* _Work order_
The number of lines below that contain the word "image" is all that the answer should hold.

* _Source data_
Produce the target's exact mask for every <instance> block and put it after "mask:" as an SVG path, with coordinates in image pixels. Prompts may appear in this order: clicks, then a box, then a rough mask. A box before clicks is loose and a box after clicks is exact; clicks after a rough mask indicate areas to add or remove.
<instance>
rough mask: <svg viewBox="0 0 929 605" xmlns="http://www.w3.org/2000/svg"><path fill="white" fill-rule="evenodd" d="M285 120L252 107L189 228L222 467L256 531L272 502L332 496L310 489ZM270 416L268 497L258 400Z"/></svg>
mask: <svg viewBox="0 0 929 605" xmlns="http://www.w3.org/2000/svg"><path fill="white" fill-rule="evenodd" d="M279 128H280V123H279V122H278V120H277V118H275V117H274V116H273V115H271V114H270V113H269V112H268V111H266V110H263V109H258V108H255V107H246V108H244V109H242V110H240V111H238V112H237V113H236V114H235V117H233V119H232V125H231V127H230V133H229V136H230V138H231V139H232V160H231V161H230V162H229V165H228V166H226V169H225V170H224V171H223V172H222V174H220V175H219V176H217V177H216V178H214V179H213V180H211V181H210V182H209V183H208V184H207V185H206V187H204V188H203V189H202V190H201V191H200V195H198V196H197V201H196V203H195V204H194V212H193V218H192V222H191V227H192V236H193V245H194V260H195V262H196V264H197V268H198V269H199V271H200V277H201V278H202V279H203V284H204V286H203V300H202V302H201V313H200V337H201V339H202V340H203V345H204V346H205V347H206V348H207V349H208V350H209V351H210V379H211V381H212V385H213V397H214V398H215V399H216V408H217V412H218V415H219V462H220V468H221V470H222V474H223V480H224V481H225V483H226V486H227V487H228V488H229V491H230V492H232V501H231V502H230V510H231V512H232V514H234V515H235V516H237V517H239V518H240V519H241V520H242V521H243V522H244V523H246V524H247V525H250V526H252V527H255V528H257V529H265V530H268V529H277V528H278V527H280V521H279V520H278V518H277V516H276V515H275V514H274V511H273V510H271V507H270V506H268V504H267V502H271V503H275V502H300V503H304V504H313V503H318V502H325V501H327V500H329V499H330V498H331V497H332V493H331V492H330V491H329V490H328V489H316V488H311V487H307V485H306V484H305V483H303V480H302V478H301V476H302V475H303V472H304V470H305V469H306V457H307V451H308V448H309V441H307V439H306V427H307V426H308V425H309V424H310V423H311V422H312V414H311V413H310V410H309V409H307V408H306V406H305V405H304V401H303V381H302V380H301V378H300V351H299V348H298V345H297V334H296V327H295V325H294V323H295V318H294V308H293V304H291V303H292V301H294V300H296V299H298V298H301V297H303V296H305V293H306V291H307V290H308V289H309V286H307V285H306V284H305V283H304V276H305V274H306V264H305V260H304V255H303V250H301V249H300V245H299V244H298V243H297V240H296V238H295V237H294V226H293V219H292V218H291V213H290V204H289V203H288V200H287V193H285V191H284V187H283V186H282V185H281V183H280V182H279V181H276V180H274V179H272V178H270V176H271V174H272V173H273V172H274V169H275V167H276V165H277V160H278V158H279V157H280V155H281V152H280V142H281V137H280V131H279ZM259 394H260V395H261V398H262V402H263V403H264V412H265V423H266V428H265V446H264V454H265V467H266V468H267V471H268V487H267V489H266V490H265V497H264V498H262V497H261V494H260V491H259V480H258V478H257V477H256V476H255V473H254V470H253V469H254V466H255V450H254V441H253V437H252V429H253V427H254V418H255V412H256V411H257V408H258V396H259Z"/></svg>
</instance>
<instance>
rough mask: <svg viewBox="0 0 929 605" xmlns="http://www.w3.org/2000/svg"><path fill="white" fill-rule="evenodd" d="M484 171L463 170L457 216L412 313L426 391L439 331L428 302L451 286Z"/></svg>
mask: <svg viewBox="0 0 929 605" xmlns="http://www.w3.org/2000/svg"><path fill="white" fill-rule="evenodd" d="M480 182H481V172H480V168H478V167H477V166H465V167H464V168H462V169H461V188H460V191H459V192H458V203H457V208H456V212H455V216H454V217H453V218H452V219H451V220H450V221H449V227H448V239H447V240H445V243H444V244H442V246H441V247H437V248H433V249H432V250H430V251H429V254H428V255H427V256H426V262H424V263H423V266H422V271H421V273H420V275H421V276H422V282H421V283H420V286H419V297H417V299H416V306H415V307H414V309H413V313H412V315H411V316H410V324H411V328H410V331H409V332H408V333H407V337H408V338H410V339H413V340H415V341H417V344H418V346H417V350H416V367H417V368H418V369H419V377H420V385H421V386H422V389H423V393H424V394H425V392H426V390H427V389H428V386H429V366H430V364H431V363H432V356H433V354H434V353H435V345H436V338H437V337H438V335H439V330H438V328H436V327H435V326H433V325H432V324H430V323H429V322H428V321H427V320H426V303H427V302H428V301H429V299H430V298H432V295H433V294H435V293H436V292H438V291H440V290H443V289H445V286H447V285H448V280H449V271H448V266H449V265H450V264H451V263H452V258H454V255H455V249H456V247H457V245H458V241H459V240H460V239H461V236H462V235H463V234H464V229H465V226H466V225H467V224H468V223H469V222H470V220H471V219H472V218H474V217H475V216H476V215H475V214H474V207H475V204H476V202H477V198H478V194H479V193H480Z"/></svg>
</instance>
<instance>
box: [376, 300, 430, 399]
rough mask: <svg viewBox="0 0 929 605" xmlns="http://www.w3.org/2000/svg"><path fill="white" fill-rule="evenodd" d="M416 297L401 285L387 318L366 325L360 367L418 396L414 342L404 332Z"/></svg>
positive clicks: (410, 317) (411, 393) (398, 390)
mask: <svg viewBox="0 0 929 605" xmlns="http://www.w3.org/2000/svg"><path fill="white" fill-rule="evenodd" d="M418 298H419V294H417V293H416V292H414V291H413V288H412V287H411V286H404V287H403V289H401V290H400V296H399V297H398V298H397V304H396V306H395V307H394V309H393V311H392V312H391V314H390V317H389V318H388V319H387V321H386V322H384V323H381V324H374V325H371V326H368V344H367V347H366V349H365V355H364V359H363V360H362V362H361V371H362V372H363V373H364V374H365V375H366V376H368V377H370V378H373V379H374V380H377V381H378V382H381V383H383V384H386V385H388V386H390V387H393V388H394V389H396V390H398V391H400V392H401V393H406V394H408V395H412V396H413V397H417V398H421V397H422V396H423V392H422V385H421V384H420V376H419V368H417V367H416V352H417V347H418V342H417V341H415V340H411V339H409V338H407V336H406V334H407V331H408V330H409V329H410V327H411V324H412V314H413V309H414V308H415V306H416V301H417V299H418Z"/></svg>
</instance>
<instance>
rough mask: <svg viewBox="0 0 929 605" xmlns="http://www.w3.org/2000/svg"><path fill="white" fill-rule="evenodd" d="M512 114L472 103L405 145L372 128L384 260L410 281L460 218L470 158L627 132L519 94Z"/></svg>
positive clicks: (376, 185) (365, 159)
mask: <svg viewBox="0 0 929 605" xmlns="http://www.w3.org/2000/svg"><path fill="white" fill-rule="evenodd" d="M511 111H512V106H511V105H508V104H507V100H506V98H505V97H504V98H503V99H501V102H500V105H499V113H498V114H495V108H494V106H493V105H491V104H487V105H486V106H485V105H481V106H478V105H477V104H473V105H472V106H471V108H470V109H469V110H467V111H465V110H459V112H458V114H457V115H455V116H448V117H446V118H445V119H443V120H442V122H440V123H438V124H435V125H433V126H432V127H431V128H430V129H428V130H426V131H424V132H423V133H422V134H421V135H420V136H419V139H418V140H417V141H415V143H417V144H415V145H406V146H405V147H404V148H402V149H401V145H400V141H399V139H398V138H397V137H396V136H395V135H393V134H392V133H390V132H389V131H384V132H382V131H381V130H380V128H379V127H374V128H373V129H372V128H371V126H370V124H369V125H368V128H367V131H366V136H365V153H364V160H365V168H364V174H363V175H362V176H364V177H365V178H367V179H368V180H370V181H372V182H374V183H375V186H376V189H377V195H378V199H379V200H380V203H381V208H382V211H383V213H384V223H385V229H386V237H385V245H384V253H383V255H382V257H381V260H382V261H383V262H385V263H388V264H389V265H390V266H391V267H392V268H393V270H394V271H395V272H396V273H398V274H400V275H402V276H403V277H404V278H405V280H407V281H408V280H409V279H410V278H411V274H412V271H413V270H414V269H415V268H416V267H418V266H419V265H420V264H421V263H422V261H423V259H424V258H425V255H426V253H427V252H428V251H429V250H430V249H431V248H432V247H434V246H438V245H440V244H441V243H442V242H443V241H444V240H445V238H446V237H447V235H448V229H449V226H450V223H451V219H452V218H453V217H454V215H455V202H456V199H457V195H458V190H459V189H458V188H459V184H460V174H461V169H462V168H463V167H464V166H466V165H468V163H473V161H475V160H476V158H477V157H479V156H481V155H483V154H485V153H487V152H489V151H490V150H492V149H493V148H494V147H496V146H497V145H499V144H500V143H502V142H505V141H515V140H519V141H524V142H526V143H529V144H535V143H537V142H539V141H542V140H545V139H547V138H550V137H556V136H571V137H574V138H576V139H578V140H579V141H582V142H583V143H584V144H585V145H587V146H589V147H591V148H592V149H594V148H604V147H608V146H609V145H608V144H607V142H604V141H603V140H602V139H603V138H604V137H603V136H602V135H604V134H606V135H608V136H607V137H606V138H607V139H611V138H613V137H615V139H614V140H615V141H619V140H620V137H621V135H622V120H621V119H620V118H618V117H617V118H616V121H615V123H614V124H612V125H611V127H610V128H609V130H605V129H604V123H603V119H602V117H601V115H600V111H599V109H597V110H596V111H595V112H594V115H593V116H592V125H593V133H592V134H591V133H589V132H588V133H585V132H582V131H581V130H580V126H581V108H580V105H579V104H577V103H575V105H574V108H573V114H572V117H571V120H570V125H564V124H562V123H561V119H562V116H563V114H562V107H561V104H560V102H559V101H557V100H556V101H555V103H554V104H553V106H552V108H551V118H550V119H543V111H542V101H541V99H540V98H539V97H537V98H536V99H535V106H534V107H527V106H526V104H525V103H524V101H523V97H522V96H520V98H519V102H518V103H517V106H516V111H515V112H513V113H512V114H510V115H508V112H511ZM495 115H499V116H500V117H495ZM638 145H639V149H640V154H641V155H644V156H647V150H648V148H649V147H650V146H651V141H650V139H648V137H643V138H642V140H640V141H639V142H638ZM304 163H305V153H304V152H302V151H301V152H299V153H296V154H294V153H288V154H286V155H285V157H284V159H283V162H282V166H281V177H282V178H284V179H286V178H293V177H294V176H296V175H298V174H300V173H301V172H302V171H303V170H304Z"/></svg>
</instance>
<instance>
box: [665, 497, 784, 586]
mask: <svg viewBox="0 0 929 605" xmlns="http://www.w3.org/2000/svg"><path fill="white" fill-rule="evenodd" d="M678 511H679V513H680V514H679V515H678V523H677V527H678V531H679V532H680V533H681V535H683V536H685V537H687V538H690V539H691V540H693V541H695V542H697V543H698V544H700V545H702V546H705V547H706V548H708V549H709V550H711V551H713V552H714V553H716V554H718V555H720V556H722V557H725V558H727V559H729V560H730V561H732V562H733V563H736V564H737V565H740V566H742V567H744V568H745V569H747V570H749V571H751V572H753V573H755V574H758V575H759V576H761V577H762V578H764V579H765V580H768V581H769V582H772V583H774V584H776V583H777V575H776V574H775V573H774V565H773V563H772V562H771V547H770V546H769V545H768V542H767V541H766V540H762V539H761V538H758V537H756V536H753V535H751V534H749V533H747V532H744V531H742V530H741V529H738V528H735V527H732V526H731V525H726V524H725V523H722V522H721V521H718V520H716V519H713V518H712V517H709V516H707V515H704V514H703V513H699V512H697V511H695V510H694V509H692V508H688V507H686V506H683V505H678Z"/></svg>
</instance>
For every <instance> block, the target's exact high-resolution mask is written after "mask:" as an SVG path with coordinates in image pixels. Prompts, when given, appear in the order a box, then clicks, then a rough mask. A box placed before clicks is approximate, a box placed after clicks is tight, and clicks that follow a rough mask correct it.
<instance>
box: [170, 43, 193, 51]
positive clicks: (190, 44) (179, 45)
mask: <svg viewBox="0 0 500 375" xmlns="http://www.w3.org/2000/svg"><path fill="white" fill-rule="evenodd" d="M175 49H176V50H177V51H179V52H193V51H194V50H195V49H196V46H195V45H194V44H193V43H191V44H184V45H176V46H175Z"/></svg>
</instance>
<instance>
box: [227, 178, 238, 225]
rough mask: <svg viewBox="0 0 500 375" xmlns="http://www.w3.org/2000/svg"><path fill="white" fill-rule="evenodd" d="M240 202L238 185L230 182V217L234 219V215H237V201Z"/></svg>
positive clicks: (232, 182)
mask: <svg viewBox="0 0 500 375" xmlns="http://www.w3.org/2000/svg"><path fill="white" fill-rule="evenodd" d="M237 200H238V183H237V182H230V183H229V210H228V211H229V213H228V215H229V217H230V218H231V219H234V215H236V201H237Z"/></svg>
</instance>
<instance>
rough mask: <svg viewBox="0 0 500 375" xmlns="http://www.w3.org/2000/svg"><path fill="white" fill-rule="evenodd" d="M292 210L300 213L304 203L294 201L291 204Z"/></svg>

* _Output of the exercise_
2